(Position annotation records)

>> START

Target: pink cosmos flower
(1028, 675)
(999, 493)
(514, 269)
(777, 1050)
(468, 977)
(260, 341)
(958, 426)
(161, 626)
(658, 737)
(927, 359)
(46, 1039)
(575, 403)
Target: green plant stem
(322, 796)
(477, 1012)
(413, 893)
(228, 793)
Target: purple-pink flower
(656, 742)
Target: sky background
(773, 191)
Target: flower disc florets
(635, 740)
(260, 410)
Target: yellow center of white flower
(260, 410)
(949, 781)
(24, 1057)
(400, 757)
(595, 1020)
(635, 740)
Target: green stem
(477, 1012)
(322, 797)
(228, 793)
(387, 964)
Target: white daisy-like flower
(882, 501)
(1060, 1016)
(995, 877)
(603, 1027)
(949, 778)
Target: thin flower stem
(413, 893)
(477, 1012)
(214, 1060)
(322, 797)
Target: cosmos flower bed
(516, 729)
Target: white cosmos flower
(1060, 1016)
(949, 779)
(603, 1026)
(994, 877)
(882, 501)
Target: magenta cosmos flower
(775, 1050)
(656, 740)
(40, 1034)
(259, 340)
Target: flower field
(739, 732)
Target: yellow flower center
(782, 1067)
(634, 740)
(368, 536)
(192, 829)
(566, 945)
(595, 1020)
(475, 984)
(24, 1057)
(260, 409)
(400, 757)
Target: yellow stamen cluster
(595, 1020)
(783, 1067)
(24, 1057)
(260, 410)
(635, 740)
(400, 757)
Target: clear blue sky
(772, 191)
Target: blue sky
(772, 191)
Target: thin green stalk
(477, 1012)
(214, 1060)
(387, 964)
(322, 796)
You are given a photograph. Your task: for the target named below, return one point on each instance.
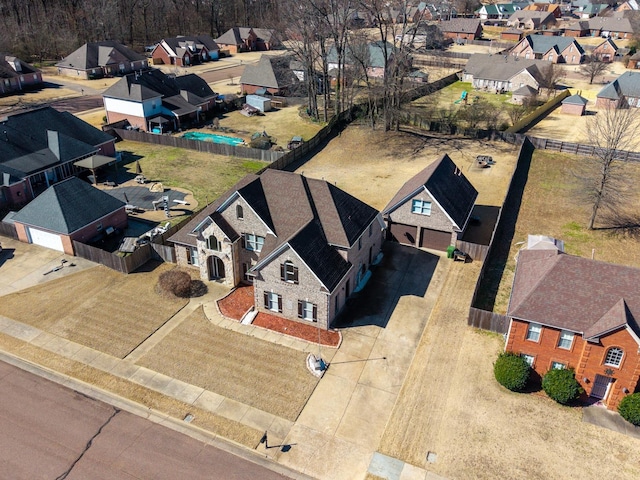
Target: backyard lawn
(99, 308)
(249, 370)
(206, 175)
(551, 206)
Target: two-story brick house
(572, 312)
(304, 244)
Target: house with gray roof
(622, 92)
(304, 244)
(549, 48)
(567, 311)
(271, 74)
(68, 211)
(40, 147)
(16, 75)
(154, 101)
(101, 59)
(432, 209)
(502, 72)
(184, 51)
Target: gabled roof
(574, 293)
(446, 184)
(67, 207)
(626, 85)
(270, 72)
(99, 54)
(34, 140)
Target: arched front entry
(215, 267)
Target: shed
(574, 105)
(261, 103)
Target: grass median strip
(211, 422)
(255, 372)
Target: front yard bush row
(561, 385)
(629, 408)
(512, 371)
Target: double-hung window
(253, 243)
(421, 207)
(533, 332)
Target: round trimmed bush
(511, 371)
(561, 385)
(629, 408)
(176, 282)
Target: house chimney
(53, 142)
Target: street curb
(155, 416)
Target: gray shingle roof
(574, 293)
(99, 54)
(447, 185)
(68, 206)
(25, 144)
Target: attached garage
(45, 239)
(434, 239)
(405, 234)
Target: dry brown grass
(551, 206)
(216, 424)
(255, 372)
(98, 308)
(372, 166)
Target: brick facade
(587, 358)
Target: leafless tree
(592, 67)
(604, 183)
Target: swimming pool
(212, 137)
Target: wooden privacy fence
(121, 264)
(486, 320)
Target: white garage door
(46, 239)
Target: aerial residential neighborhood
(336, 240)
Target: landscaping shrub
(511, 371)
(561, 385)
(629, 408)
(176, 282)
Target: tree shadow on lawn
(404, 271)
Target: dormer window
(614, 357)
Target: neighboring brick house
(433, 208)
(549, 48)
(624, 91)
(606, 51)
(16, 75)
(238, 39)
(303, 243)
(101, 59)
(40, 147)
(502, 72)
(459, 29)
(184, 51)
(67, 211)
(572, 312)
(154, 101)
(271, 74)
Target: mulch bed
(296, 329)
(238, 302)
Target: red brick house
(67, 211)
(572, 312)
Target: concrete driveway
(338, 432)
(23, 265)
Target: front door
(601, 387)
(216, 268)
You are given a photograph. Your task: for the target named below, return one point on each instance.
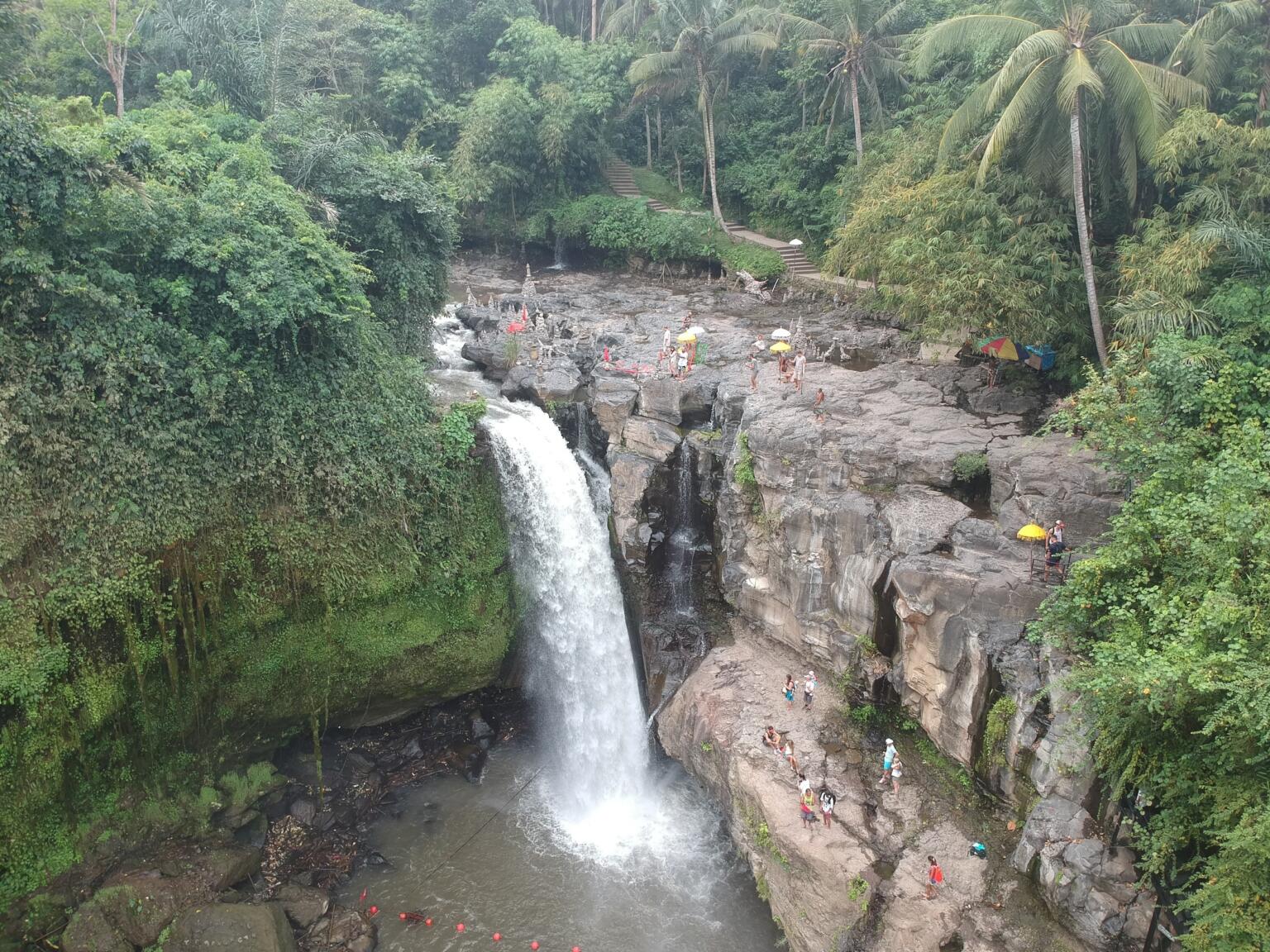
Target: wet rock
(303, 905)
(260, 928)
(303, 810)
(613, 399)
(651, 438)
(139, 902)
(1043, 480)
(412, 750)
(1087, 885)
(358, 763)
(556, 381)
(480, 727)
(339, 930)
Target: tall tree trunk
(1082, 230)
(648, 140)
(711, 165)
(708, 126)
(855, 113)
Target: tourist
(886, 760)
(774, 740)
(1054, 549)
(807, 807)
(827, 801)
(789, 754)
(933, 878)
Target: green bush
(627, 226)
(743, 468)
(967, 468)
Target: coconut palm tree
(860, 36)
(706, 38)
(1071, 79)
(1201, 51)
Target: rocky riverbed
(262, 876)
(871, 537)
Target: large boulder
(232, 927)
(651, 438)
(613, 399)
(1053, 478)
(556, 380)
(139, 902)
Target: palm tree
(706, 38)
(1199, 52)
(1070, 79)
(860, 37)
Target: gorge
(851, 549)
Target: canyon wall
(871, 537)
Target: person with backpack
(807, 807)
(933, 878)
(886, 760)
(827, 801)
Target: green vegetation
(995, 734)
(743, 468)
(625, 226)
(229, 506)
(967, 468)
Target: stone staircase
(621, 180)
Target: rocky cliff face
(870, 536)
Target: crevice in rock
(886, 625)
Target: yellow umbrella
(1032, 532)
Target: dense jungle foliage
(225, 493)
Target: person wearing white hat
(886, 760)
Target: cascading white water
(580, 672)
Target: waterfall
(580, 669)
(559, 264)
(682, 544)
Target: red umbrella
(517, 326)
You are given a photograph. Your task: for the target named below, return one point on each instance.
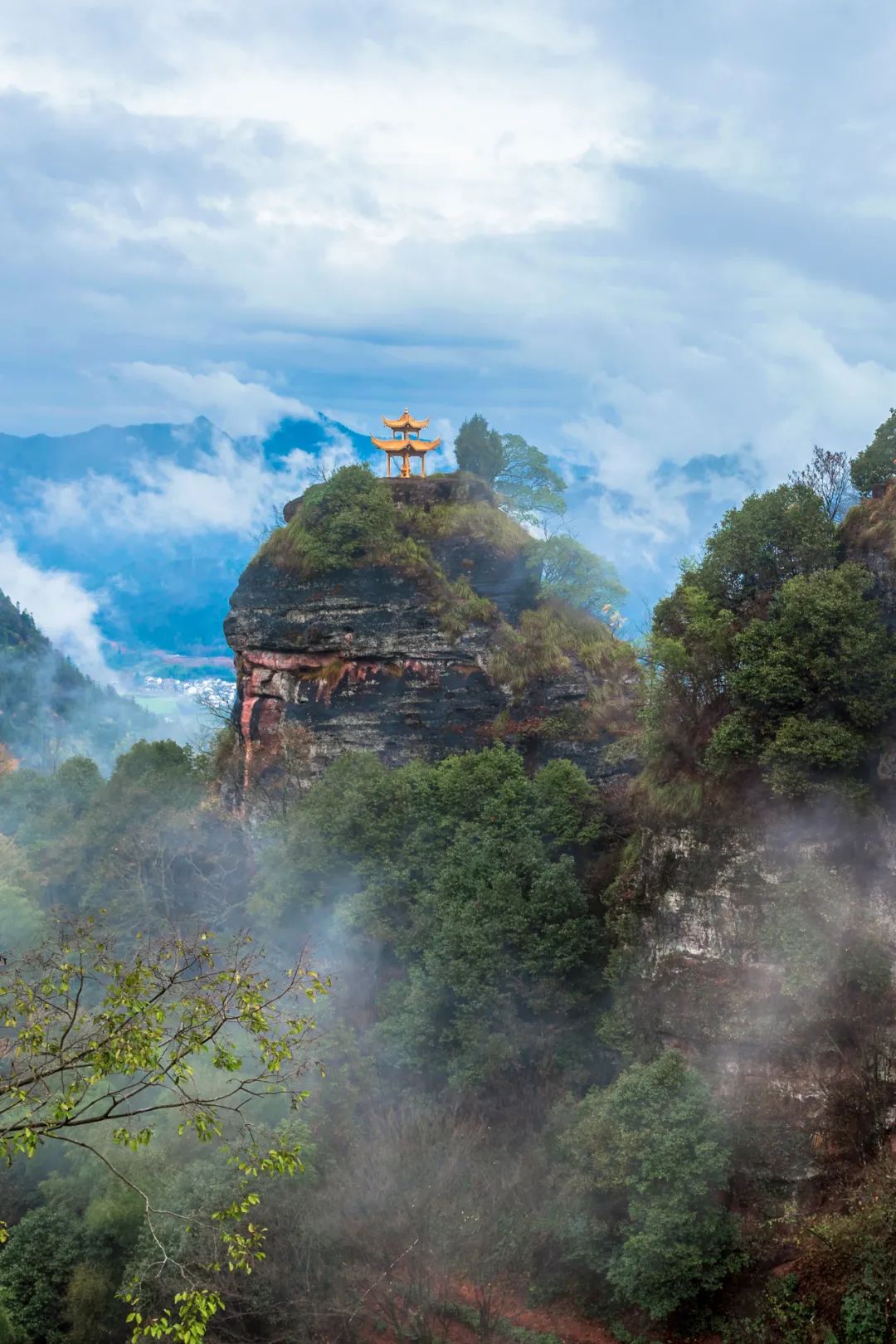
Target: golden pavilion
(406, 442)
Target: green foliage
(655, 1140)
(21, 914)
(691, 657)
(765, 542)
(864, 1320)
(479, 905)
(104, 1040)
(480, 449)
(811, 683)
(577, 576)
(476, 520)
(49, 709)
(342, 522)
(546, 643)
(874, 464)
(531, 489)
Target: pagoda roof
(406, 446)
(406, 421)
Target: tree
(575, 574)
(480, 906)
(828, 476)
(763, 543)
(655, 1140)
(480, 449)
(531, 488)
(343, 520)
(811, 683)
(100, 1043)
(874, 464)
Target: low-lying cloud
(63, 609)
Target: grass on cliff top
(551, 640)
(475, 520)
(871, 526)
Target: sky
(655, 236)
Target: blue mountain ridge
(163, 594)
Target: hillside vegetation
(49, 710)
(509, 1114)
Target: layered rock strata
(358, 656)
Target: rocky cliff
(397, 657)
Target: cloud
(238, 407)
(649, 238)
(227, 488)
(62, 608)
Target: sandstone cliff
(362, 657)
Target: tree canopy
(100, 1042)
(874, 464)
(577, 576)
(531, 489)
(655, 1138)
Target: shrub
(479, 908)
(547, 643)
(874, 464)
(809, 684)
(772, 538)
(342, 522)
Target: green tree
(21, 914)
(480, 449)
(479, 905)
(811, 683)
(655, 1142)
(102, 1040)
(874, 464)
(763, 543)
(531, 488)
(575, 574)
(42, 1252)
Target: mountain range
(156, 522)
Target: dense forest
(391, 1054)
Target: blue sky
(655, 236)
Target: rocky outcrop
(742, 940)
(358, 656)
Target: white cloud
(230, 488)
(653, 225)
(62, 608)
(238, 407)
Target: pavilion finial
(406, 442)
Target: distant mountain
(49, 710)
(158, 520)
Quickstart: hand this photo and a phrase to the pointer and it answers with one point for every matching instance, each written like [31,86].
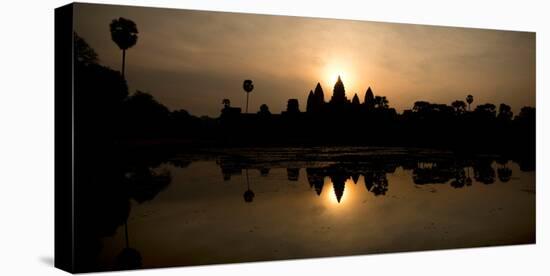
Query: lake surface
[271,204]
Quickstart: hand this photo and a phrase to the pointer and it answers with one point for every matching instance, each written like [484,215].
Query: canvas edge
[64,166]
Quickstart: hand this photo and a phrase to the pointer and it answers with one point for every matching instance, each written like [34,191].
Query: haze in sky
[193,59]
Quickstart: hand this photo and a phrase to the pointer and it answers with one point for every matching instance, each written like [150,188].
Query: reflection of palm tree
[469,100]
[124,34]
[248,194]
[128,258]
[468,180]
[460,178]
[248,86]
[503,172]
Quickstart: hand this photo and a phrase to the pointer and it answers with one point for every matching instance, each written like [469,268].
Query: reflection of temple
[456,173]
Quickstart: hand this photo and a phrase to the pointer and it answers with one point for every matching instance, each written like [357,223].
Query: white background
[27,137]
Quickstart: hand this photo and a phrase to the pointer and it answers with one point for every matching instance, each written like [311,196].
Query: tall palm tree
[124,34]
[469,100]
[226,103]
[248,86]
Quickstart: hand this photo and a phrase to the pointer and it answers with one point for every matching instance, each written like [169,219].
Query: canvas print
[204,137]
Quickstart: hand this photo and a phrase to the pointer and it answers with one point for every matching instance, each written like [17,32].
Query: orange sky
[192,60]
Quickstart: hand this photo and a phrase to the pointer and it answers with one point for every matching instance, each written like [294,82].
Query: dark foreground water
[251,205]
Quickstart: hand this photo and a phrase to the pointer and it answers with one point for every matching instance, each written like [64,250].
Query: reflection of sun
[330,195]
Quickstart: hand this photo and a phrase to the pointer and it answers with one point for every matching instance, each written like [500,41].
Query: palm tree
[469,100]
[248,87]
[226,103]
[124,34]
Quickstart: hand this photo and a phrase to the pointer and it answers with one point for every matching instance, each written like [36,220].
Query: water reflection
[453,172]
[187,209]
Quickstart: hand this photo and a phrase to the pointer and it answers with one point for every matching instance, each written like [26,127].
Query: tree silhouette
[459,107]
[124,34]
[505,112]
[264,110]
[469,100]
[248,86]
[226,103]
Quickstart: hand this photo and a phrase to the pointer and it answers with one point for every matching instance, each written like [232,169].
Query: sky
[193,59]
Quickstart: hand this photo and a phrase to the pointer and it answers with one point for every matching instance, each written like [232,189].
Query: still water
[254,205]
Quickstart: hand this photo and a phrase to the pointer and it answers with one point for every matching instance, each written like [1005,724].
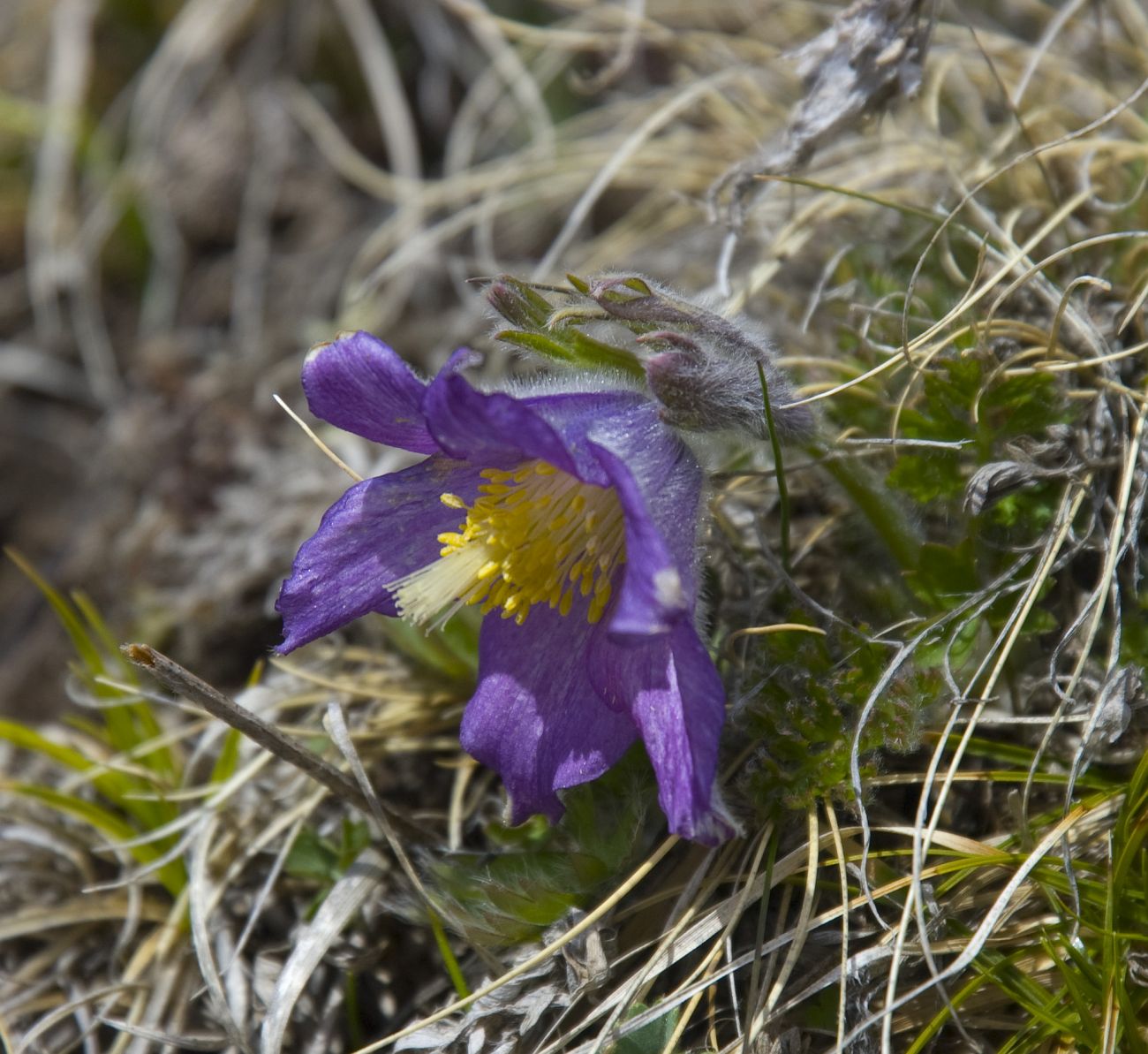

>> END

### Exercise aim
Pull out each line of the records that contains the string "pink", copying every one in full.

### Final result
Target: pink cosmos flower
Target: purple-pink flower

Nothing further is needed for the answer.